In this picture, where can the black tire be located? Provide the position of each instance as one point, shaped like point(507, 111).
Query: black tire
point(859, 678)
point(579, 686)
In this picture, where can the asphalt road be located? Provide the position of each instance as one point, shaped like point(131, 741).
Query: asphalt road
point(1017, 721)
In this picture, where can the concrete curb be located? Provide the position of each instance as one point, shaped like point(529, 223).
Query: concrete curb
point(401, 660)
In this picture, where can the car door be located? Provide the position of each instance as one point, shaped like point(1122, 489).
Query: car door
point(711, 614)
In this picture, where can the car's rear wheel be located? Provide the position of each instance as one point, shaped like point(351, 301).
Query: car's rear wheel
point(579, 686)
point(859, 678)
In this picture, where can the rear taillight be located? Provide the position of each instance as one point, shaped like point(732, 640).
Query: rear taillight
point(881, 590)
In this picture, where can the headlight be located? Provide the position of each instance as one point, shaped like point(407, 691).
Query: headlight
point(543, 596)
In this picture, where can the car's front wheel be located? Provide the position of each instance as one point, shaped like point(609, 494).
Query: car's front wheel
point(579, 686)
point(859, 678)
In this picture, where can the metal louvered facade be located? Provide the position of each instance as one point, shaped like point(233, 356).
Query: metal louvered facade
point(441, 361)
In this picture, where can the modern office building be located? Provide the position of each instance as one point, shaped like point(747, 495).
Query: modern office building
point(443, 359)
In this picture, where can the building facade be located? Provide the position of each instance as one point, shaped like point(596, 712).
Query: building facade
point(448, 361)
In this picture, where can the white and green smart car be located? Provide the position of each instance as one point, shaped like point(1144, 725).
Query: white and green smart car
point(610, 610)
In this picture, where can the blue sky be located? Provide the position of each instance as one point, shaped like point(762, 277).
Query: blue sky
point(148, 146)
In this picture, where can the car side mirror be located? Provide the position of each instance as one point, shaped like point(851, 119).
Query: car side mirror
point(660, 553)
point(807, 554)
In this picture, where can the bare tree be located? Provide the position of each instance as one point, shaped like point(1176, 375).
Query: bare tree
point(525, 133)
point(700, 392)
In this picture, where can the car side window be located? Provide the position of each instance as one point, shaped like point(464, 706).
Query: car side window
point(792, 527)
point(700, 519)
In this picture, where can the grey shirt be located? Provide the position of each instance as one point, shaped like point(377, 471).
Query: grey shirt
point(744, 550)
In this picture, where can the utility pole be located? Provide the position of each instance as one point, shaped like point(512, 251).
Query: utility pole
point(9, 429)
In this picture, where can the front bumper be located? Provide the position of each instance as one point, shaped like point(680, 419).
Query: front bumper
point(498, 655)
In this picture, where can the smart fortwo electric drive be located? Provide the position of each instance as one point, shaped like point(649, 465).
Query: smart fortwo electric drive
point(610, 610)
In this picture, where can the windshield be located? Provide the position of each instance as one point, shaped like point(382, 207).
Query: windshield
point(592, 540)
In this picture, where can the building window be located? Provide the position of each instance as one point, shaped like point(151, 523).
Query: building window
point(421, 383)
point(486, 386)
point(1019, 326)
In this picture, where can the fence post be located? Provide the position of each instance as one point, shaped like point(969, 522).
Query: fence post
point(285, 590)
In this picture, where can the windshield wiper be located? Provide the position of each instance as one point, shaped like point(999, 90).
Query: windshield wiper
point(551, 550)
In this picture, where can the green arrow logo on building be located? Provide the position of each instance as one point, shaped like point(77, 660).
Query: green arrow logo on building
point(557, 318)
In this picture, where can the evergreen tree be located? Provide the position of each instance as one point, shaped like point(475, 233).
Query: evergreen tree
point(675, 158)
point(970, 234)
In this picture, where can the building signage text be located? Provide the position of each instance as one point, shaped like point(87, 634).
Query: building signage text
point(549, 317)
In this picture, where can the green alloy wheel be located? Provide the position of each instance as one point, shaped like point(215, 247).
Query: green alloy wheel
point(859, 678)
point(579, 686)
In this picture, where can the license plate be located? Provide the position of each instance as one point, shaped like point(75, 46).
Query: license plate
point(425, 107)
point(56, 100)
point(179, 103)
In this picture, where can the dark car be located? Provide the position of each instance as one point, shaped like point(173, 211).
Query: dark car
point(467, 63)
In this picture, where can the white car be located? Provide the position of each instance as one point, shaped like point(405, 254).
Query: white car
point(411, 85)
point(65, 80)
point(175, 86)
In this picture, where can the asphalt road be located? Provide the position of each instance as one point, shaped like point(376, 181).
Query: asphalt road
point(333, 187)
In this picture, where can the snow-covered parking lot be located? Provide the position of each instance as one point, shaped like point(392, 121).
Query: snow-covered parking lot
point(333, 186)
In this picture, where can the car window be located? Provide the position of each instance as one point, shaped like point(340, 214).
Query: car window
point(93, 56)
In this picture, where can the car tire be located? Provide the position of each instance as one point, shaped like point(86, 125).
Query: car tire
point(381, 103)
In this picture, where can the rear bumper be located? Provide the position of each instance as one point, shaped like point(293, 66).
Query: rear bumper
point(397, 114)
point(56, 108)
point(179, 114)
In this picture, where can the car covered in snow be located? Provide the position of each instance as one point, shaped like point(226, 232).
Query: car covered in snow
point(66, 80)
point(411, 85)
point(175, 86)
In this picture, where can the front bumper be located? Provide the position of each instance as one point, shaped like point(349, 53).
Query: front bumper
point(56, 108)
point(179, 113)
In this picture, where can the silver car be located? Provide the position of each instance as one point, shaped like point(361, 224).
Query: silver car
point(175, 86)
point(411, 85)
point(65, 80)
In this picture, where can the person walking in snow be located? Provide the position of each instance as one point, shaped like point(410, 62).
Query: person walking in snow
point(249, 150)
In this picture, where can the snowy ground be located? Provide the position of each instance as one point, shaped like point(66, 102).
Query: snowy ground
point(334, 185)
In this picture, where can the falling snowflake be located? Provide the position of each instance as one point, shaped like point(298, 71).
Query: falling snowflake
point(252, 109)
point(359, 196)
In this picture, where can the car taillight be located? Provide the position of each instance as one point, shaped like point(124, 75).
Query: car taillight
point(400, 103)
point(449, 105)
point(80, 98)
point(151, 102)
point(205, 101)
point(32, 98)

:::

The listing above should be returned in full, exactly as shown.

* Exercise response *
In this picture, where can the black tire be located? Provide the position of each instance as one point, shaped like point(507, 111).
Query: black tire
point(859, 678)
point(579, 686)
In this picture, where can the asphalt road be located? Provide the position of each instance as one point, shaped like point(131, 741).
Query: asphalt road
point(1017, 721)
In this picture, where can the concrete curb be located? Provide the position of each instance as one point, shaped like point(529, 223).
Query: concrete curb
point(401, 660)
In this picture, where can the car door be located? Provide the position of each instance as one point, shaped like point(1122, 489).
Query: car door
point(711, 614)
In this picture, where can the car's rear wheel be located? Provide the position of each instance as one point, shaped like point(351, 301).
Query: car's rear wheel
point(579, 686)
point(859, 678)
In this picture, where can the rear taillight be located? Provide the position of each instance as one point, shaped like point(732, 640).
Query: rear taillight
point(881, 590)
In this picture, where can the headlight be located? Provide the position of each instance as one point, shaped like point(407, 691).
Query: headlight
point(543, 596)
In this picture, where can the car's front wheel be located? Provide the position of each instance as one point, shaped like point(609, 494).
Query: car's front wheel
point(579, 686)
point(859, 678)
In this picture, where can the metal louvered facade be located? Provide the position of each instance as one point, shaped like point(233, 356).
Query: metal louvered facade
point(441, 361)
In this picture, where can the modern office building be located? Provide the position of each instance as one point, shaped like point(747, 495).
Query: modern office building
point(443, 359)
In this picture, where can the building facade be located? Provide the position of each instance as one point, shaped like point(596, 712).
Query: building facade
point(448, 361)
In this picture, where can the white and green smart car be located? Provide the position of each instance as one point, shaped like point(1144, 725).
Query: white and green smart car
point(610, 610)
In this picture, where can the blue sky be located? Provide the position of each instance as one point, shaped like point(762, 277).
Query: blue sky
point(148, 146)
In this picture, where can the car side mirror be located? Provide the position of each instance as one point, shaped like point(851, 119).
Query: car side mirror
point(660, 553)
point(807, 554)
In this picture, where can the bare tree be located? Provide the position of each instance as one point, shaped like point(1176, 375).
Query: bare tree
point(525, 133)
point(700, 392)
In this picture, where can the car side window be located? Provide the position of each instance as one point, shaped like point(464, 706).
Query: car side window
point(792, 527)
point(700, 519)
In this picture, where can the grey shirt be located? Provide the position of each instance as one point, shaped like point(377, 471).
Query: grey shirt
point(744, 550)
In this picture, where can the utility pole be located? Provide the position of each instance as one point, shaped like point(512, 251).
Query: utility pole
point(9, 429)
In this picture, where can the front bumper be located? Provide the position of each instance as one point, shaped like point(680, 419).
Query: front bumper
point(498, 655)
In this picture, where can the smart fortwo electric drive be located? Provide the position of each instance as one point, shaped like point(649, 465).
Query: smart fortwo electric drive
point(610, 610)
In this picture, where can the windshield be located? Provide the position of each instance as one point, shaped like point(382, 207).
Query: windshield
point(592, 540)
In this picture, where can the building window be located? Provide the position of each instance as one point, shaped like point(151, 523).
Query: building window
point(421, 383)
point(486, 386)
point(1019, 326)
In this picture, where can the fence post be located? Provide the position of each instance as one point, shaped like point(969, 522).
Query: fence post
point(285, 590)
In this picture, where can the windshield wiper be located? Provide the position of each instance as one point, shaped like point(999, 90).
Query: windshield wiper
point(551, 550)
In this picture, where can the green arrow logo on building be located? Provide the position of each instance as one point, shaped like point(77, 660).
Query: green arrow logo on building
point(557, 318)
In this picture, where can the evergreen tree be located? Provide the position of each instance as one point, shaped like point(475, 233).
Query: evergreen tree
point(675, 158)
point(970, 234)
In this picture, where can the building signage text be located? Provide the position of each instance as one point, shaped like point(87, 634).
Query: building signage text
point(549, 317)
In this picture, where can the green alloy wheel be located? Provide the position of each instance as one point, shaped like point(215, 247).
Query: green alloy wheel
point(859, 678)
point(579, 686)
In this picture, where can the license plate be located? Provide the position of each instance as one point, shaped like point(75, 46).
Query: license plate
point(425, 107)
point(56, 100)
point(179, 103)
In this picture, where can the dark car be located? Provide the position of each instance as one point, shaped like point(173, 211).
Query: dark car
point(467, 63)
In this picture, where can the white car be located? Provide the position of each instance as one point, shaped like point(405, 254).
Query: white car
point(411, 85)
point(65, 80)
point(175, 86)
In this picture, where can the asphalt road be located? Provide the position of each instance as one point, shaped like point(376, 181).
Query: asphalt road
point(333, 187)
In this picture, where can the snow-covered parking lot be located? Provide the position of each instance as one point, shaped like point(392, 121).
Query: snow-covered parking lot
point(333, 186)
In this picture, where can the car window be located? Provide the position of each instance as one point, shaped like point(340, 214).
Query: car window
point(93, 56)
In this picture, where can the car tire be located? Provide the position of each instance as one point, shaped like point(86, 125).
Query: car tire
point(381, 103)
In this picture, where can the rear bumper be located? Provide the position of each instance as one point, shaped like point(293, 66).
Query: rear bumper
point(397, 114)
point(56, 108)
point(179, 114)
In this picture, where can the car covered in snow be located? Provide the position of each instance as one point, shaped like point(226, 232).
Query: car covered in snow
point(66, 80)
point(411, 85)
point(175, 86)
In this picture, where can the front bumper be located? Provide the position of each instance as one point, shaped like point(349, 53).
Query: front bumper
point(56, 108)
point(179, 113)
In this picture, where can the silver car be located? Provide the position of each instance as one point, shaped like point(361, 224).
Query: silver car
point(175, 86)
point(411, 85)
point(65, 80)
In this picture, where can the person walking in snow be located? Provide the position of each instance as one point, shaped like point(410, 62).
Query: person walking in snow
point(249, 150)
In this picture, where can the snowy ground be located? Provide the position of each instance as one point, shaped like point(66, 102).
Query: snowy ground
point(334, 185)
In this picture, where can the falling snowflake be located? Provide the position of each instance as one point, shaped like point(298, 71).
Query: falling snowflake
point(252, 109)
point(359, 196)
In this picture, where can the car taillight be located? Provide the position of each instance as one point, shaped like point(124, 75).
Query: car taillight
point(400, 103)
point(449, 105)
point(80, 98)
point(151, 102)
point(205, 101)
point(32, 98)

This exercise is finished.